■ **TEXT PROVIDED**:
It's Brain Tumour Awareness Month again, everybody!
But more importantly, in another few days that most fabulous season of Christian masochism, Lent, shall also commence. I have decided that the ideal thing to give up for those 40 days would be my tumour, seeing as I harp on about it so much. If I were to resist it, I'd have nothing else to talk about, really, and we would all be delighted by my blank and silent sense of happiness in my dedication to God.
Unfortunately for all of us, I am not the Catholic I was raised to be, so there seems little point in sacrificing the object of my obsession and the opportunities it provides for groaning and moaning and emotionally blackmailing anyone who takes the time to listen. Therefore, let it be known that for the season known as Lent, I will not give up my tumour, or any pleasure I take in grumbling about it, but I shall nevertheless out-Catholic the Catholics in self-flagellation. I shall moan, I shall groan, I shall take on the holy sufferings of Christ on his donkey and his tree, and, after a brief wrestling match, the Crown of Thorns will be MINE. I won't be crucified, but I'll get that Crown.

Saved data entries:
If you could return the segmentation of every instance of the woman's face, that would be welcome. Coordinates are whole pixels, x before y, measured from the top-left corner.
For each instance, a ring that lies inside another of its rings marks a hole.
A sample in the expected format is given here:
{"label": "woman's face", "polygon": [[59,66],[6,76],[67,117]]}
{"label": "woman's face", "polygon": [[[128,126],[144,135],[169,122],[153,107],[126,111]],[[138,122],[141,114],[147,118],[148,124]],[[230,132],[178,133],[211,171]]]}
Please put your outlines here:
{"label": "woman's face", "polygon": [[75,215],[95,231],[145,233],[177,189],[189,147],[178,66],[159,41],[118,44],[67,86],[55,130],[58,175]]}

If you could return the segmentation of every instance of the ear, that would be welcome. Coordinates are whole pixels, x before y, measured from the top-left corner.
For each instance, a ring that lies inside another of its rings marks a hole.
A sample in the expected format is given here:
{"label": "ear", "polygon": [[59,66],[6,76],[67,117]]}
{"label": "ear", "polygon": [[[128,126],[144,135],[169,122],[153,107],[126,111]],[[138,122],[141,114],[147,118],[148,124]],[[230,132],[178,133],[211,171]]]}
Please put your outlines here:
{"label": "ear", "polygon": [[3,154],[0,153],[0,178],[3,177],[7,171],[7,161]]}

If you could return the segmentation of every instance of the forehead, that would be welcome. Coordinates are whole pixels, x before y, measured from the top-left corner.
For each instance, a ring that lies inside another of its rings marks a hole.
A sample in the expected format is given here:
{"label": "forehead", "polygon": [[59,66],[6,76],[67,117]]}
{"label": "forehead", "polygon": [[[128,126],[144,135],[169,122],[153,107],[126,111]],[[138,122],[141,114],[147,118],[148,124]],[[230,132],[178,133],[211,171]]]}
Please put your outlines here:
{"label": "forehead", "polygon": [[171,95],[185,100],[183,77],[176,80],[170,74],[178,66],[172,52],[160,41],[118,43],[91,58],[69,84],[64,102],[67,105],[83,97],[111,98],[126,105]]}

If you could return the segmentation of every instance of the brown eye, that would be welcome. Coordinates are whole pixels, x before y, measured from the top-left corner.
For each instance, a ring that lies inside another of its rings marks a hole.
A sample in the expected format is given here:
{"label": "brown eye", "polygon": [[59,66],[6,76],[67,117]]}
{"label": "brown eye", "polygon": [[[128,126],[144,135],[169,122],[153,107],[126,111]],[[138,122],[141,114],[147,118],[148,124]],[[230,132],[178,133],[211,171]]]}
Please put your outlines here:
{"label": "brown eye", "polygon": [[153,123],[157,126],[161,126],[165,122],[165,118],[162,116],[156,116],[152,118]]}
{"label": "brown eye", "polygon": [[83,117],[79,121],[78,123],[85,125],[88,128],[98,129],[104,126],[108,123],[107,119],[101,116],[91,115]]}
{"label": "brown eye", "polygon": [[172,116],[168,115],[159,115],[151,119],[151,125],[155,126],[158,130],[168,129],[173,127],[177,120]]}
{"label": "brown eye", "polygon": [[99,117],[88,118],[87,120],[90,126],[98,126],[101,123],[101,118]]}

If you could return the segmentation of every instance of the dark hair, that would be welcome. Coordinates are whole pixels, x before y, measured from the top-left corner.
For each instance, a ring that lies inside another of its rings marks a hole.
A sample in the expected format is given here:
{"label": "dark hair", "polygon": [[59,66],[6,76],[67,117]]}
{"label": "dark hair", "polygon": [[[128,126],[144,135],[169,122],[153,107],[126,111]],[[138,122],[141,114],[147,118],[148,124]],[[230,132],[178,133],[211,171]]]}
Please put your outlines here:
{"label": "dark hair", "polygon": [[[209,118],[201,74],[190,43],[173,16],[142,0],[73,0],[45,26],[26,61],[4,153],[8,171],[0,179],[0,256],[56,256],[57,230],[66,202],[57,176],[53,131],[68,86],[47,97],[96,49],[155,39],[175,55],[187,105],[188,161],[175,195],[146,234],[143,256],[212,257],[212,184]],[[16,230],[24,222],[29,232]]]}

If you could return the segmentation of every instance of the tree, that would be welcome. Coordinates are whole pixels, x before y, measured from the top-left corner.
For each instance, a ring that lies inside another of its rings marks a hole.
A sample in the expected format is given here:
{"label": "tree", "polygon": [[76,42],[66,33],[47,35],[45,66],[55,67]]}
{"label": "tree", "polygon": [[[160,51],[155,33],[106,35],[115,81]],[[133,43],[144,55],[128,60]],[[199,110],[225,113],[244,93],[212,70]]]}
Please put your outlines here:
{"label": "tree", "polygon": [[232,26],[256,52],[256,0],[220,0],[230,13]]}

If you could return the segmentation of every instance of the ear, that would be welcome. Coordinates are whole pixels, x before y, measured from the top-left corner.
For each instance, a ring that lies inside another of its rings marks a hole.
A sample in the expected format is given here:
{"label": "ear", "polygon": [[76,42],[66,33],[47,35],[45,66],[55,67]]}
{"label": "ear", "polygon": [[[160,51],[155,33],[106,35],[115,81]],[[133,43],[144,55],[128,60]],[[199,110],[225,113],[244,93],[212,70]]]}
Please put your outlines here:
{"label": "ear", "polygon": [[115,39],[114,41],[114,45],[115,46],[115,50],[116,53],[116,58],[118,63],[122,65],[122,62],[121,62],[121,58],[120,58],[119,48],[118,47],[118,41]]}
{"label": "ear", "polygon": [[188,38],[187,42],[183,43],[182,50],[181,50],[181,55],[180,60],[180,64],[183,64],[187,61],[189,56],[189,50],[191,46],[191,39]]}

■ **PROBLEMS TO WORK ON**:
[1] Repeat word for word the part of the post about Lent and the brain tumor between "Unfortunately for all" and "get that Crown.", inclusive.
[2] Write what comes next in the post about Lent and the brain tumor, picking up after its last sentence.

■ **YOUR RESPONSES**:
[1]
Unfortunately for all of us, I am not the Catholic I was raised to be, so there seems little point in sacrificing the object of my obsession and the opportunities it provides for groaning and moaning and emotionally blackmailing anyone who takes the time to listen. Therefore, let it be known that for the season known as Lent, I will not give up my tumour, or any pleasure I take in grumbling about it, but I shall nevertheless out-Catholic the Catholics in self-flagellation. I shall moan, I shall groan, I shall take on the holy sufferings of Christ on his donkey and his tree, and, after a brief wrestling match, the Crown of Thorns will be MINE. I won't be crucified, but I'll get that Crown.

[2]
Or in other words, I'm actually not giving anything up for Lent. Why should I? (Patti Smith, let us consult thee). I'm hoping to make the most of the month being Aware, whether that means paying extra attention to myself, or paying attention to other people, or to wider campaigns, or just generally thinking things through. Which things? Any things. Et cetera. I've spent the last few months being scared again. I'd like to shake that off. Or talk about how I can't shake it off.
Very well. Now, Let us pray. Not to any figures directly involved in the Easter processes, but to someone from the strange hagiographic cult, the Christian celebrity world that, I feel, is a particularly interesting bit of ooze in the holy bandages. I'm fascinated by it. Let us pray to she who had a bleeding hole in her head for fifteen years. St Rita, patron saint of lost and impossible causes, sickness, wounds, and a few other things not applicable to me: Dear St Rita, please send those white bees to take my tumour. Amen. And on your feast day in May, I'll be pretty grateful, and I'll make you some rose petal jam from the rose bush in my garden. I've just replanted it (no - no injury from the thorns, Praise the Lord), so I think it's going to do very well this year.
Brain Tumour Awareness Month! Brain Tumour Awareness Month! Brain Tumour Awareness Month!